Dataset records
----------------------------------------

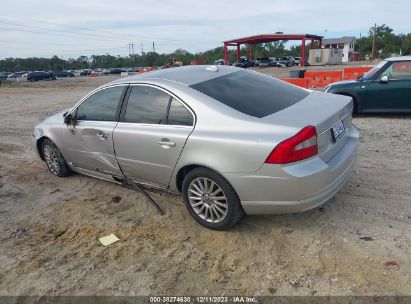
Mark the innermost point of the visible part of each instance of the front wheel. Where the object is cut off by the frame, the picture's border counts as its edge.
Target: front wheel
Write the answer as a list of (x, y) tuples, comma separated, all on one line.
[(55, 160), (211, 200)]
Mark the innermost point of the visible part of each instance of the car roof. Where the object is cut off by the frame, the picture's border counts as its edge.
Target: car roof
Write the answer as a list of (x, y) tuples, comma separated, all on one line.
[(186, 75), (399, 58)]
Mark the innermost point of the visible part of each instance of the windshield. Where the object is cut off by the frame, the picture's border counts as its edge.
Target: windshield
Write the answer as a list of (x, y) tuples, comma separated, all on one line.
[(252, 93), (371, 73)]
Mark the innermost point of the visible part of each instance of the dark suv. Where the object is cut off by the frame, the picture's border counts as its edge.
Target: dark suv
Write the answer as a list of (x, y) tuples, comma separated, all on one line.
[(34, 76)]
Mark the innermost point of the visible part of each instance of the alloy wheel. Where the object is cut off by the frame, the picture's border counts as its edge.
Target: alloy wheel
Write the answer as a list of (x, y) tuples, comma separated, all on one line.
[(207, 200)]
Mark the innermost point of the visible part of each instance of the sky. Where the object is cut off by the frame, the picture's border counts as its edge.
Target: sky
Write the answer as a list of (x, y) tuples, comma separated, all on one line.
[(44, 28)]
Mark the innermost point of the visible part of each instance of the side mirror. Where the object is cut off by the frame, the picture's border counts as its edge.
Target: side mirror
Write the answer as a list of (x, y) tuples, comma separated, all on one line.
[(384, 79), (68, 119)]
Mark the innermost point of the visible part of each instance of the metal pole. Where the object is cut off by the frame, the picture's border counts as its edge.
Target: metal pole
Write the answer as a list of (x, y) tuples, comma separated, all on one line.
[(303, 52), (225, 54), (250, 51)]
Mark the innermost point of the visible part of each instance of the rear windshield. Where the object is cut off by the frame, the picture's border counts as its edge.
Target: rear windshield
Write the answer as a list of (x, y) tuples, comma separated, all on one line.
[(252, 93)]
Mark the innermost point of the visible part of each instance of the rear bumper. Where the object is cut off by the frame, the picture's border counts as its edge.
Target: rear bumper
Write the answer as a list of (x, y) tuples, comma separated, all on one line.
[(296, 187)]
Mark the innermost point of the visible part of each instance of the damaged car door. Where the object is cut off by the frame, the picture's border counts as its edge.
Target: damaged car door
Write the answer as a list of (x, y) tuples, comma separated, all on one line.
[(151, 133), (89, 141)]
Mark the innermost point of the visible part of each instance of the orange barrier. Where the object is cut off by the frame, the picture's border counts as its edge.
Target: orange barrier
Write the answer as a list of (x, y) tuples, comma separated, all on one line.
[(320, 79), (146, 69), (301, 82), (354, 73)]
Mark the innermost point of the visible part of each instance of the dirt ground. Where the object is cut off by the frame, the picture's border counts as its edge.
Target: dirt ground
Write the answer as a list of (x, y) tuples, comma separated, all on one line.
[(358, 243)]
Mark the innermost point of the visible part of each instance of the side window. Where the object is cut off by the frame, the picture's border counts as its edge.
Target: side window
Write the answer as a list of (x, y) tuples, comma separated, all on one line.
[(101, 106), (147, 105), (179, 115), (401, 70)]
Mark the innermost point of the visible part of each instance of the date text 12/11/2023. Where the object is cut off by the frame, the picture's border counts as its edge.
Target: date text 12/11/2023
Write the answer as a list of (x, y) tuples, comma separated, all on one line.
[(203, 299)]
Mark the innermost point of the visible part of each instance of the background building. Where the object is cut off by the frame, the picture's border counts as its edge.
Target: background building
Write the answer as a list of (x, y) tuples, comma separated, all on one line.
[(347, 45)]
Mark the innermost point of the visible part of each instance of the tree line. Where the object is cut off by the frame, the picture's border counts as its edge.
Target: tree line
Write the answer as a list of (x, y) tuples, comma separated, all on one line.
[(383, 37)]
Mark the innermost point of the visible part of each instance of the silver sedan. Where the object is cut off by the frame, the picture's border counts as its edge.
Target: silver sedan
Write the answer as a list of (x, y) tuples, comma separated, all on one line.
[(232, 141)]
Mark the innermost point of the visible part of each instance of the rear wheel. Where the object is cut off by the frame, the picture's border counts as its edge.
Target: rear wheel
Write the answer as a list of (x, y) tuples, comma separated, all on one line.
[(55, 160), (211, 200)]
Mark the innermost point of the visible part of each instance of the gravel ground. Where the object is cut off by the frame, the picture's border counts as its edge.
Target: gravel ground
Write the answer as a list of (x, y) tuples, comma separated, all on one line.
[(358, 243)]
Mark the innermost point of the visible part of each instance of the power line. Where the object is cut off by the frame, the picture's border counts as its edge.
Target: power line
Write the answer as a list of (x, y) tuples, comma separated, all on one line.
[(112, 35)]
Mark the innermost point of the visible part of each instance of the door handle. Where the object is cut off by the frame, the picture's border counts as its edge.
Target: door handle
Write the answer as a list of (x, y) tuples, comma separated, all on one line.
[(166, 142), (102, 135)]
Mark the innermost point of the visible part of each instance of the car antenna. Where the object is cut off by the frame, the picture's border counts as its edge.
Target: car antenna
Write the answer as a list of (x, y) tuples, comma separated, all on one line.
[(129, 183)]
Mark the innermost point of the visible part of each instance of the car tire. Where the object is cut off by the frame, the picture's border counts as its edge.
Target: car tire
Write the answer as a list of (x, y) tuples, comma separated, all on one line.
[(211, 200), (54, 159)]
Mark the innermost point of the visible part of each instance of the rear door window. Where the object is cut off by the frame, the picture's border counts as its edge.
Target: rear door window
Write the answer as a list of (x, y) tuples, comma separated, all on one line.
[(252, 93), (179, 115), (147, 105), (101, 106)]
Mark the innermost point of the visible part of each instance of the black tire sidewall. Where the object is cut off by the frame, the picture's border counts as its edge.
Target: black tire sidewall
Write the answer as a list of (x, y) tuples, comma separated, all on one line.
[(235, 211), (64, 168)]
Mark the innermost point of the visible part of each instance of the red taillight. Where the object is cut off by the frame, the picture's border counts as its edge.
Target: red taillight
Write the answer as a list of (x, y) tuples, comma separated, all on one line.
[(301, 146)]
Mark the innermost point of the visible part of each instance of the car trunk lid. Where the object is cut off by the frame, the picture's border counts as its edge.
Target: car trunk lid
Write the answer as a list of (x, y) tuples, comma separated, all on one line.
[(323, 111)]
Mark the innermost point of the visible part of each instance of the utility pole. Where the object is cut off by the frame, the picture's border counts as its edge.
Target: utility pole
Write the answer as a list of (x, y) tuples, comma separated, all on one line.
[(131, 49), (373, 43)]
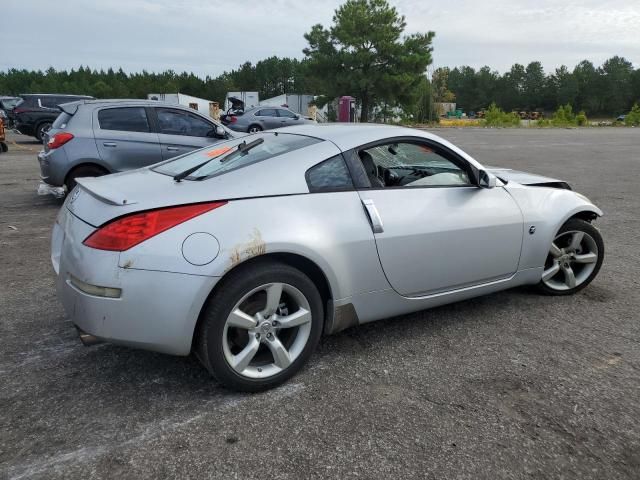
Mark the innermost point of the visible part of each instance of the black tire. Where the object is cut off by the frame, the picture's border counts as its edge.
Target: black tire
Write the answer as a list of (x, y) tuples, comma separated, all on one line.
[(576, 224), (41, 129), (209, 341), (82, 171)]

----------------------------------------

## Written exercise
Please rewrite every line of the records above, substituting "central point" for each occurrence of "innermost point" and changing nothing else. Leave out the pictures.

## Solution for this task
Mark the central point of the visible part of each instance of the front wheel. Where the object is cut off by the frame, the picture's border counts as its edge.
Target: front wheel
Write the answer as a list of (x, y) tuples, comma separated, all on one line.
[(55, 160), (211, 200)]
Mark the central point of the visible part of each instance of the car roof. Where the object is cut off by the frame, the picture's border counts as its edge.
Target: car roof
Write the answer as a list of (x, y) tuples, comma separated, all on one line.
[(186, 75), (399, 58)]
Mark the central point of the visible part of each instance of the windshield. Where the object is cut off by the frame, the picture's border counts as its edge.
Target: windshield
Write the answer as a list of (x, y) tuples, comma separated, all on one line.
[(252, 93), (371, 73)]
Mark the central point of the visible part of each instance of the dark suv. Where the object is cut off by the frame, the picture's border counts as its edge.
Target: dark suv
Write the answer as a list of (x, y) tuples, comma separated, all on one line.
[(34, 76)]
Mark the central point of the visible part of each instance of the alloy wheel. Where the object is cut off by the frame, the picture's border counts as its edge.
Target: alloy wheel
Write the answer as a list of (x, y) tuples, comma separated, all on one line.
[(207, 200)]
Mark the central point of the visible part of each instance of the sky. Where the object is cut off by the frame, the picture's border counts as its edge.
Target: sky
Write the answer as a list of (x, y) tuples, comma separated, all on one line.
[(44, 28)]
Mark the central point of the visible part of each instance of the side mirror. Where the object is cut off by the frame, the picture's border counts as its edge.
Target: side mirror
Write the answer as a list of (x, y) tuples, comma separated, all on one line.
[(384, 79), (68, 119)]
Mark the central point of the visible part of each instance of the metal pole. Where the object is cut off by the frame, the picture's border counts as its edge.
Target: metal pole
Write the answer as a list of (x, y) tuples, comma separated, all on one line.
[(303, 52), (225, 54), (250, 51)]
Mark the central point of the visible part of each instance of the rear windshield. Where the object is cut off by the frame, the picture's border counts as its edge.
Target: rear windshield
Write the answer as a list of (x, y) tuples, comma separated, all on one line.
[(252, 93)]
Mark the central point of the visible part of each instance of the rear bumper. Where the object is cut off by the frame, the picture's border counts as its edge.
Target: rear bumper
Write the answer as a list of (x, y) tuples, comma separated, all on one line.
[(296, 187)]
Mark the central point of the visible part of each instance of the damaged car door. Where the object is cut off by the frame, the picture's border counts as its edge.
Target: damaged car door
Write the answer as a list of (x, y) tuples, comma separated, all on one line.
[(151, 133), (89, 141)]
Mark the central point of the visible part of each instance of the orange barrier. Where the object is cut off by the frame, the picture's border counts as its edge.
Target: orange barrier
Write the answer as a list of (x, y) tuples, comma separated, all on one line.
[(320, 79), (146, 69), (301, 82), (354, 73)]
Mark the central point of the visible part of each instance of the dirt ground. Where the object is cut off by the frame, the picture's border counts as its edge.
Target: dirt ground
Write the answer as a list of (x, y) tuples, comma separated, all on one line.
[(358, 243)]
Mark the central point of the visible part of each instance of the side window. Where the object is cut off by the frame, the picture's border counts as its edge.
Target: side window
Write the answer as a list of (x, y) tuples, comma separated, all on one line.
[(101, 106), (147, 105), (179, 115), (401, 70)]
Mark the central point of the visible part of each instance of the date text 12/11/2023. Where the object is cut off by the frame, the picture's border counts as its edge.
Target: date text 12/11/2023
Write the answer as a list of (x, y) tuples, comma separated, all on one line.
[(203, 299)]
Mark the central point of the visible part of each instance of the background building. Where the object is cut off by the frame, the picture's border counts as its edge.
Target: background building
Write the answer as a list of (x, y) tuples, comma separated, all on one line.
[(347, 45)]
Mark the central point of the visible part of each instance of the tree line. Where the object is cut off by the frame, the picture's border counts as its edge.
Target: tree line
Write the answer as a list of (x, y) tuples, comma separated, all on one line.
[(383, 37)]
Mark the central point of the visible part of each instance of the silver sedan. Where the object is cut off by the frame, the picture's border counts as its edge.
Target: silver sedan
Write the answer as a list of (x, y) tuples, comma separated, all on one line.
[(232, 141)]
Mark the central point of the visible part of each instance of the rear wheel. Where the object is cut off by the frame, the picture's border counts as its edge.
Target: rear wheel
Write the answer as a list of (x, y) tuples, comma separated, all on one line.
[(55, 160), (211, 200)]
Mark the central point of the visible part of each instance of the gravel ground. Where the object is cut off by the frame, the picture's border counts as its edge.
Target: gravel ground
Write the answer as a list of (x, y) tuples, comma separated, all on one line.
[(358, 243)]
Mark the central point of the visible part of each instance of the power line. Where the object is cut off by the frame, the picture's border counts as its edge.
Target: power line
Write the answer as a list of (x, y) tuples, comma separated, all on one line.
[(112, 35)]
Mark the central point of the visible part of each instance of the door handle. Where the object is cut off by the frame, the picture's border counts as its edge.
Target: door handle
Write the answer as a list of (x, y) tuples, comma separated, all on one line.
[(166, 142), (102, 135)]
Mark the central point of the visible part of each instance of the car antenna. Where the object is cut off by the frame, the picture's border counts as its edge.
Target: car antenna
Write the answer as a list of (x, y) tuples, comma separated, all on one line.
[(129, 183)]
Mark the central point of the visible part of each instance of the car tire. Where the object is cut off by the frame, the picture's border counts as its edge.
Target: car tire
Write the answer as a list of (x, y) tuples, comma separated, all on one line.
[(211, 200), (54, 159)]
Mark the central point of the visible part of each instance of the rear door window. Where the object is cut off by the frame, the picture's border counts as its edge.
Target: rear door window
Write the answer as a list of (x, y) tuples, comma separated, all on one line.
[(252, 93), (179, 115), (147, 105), (101, 106)]
Mark the central point of the visible part of each instance of the black tire sidewall. Where the object is cut off by the frame, the picture's border counts as its edge.
Target: black tire sidewall
Write the answer as a list of (x, y) tuples, comma separated, all on one line.
[(235, 211), (64, 168)]
Mark the central point of the visible part of each instance of the red taillight. Where the object is cut off by the frame, the picture's border counts as its edge.
Target: red taillight
Write the answer as a list of (x, y) tuples, comma separated, all on one line.
[(301, 146)]
Mark the central point of the visible part of each instance of the car trunk lid. Where the object is cut off by the frame, the picture's border counts as its edge.
Target: car trunk lid
Write the answer as a list of (x, y) tuples, comma separated, all on one line.
[(323, 111)]
Mark the central point of the visible part of each instance of the utility pole. Where the object is cut off by the frame, the picture's border counts as its edge.
Target: utility pole
Write the answer as a list of (x, y) tuples, comma separated, all on one line.
[(131, 49), (373, 43)]
Mark the central point of the visible part of each instance of the black tire. Where the object is cut off by the frame, the picture's border counts as its edge.
Target: black tire
Write the answer as a list of (x, y) tuples, comma separated, all on one line.
[(576, 224), (41, 129), (209, 341), (82, 171)]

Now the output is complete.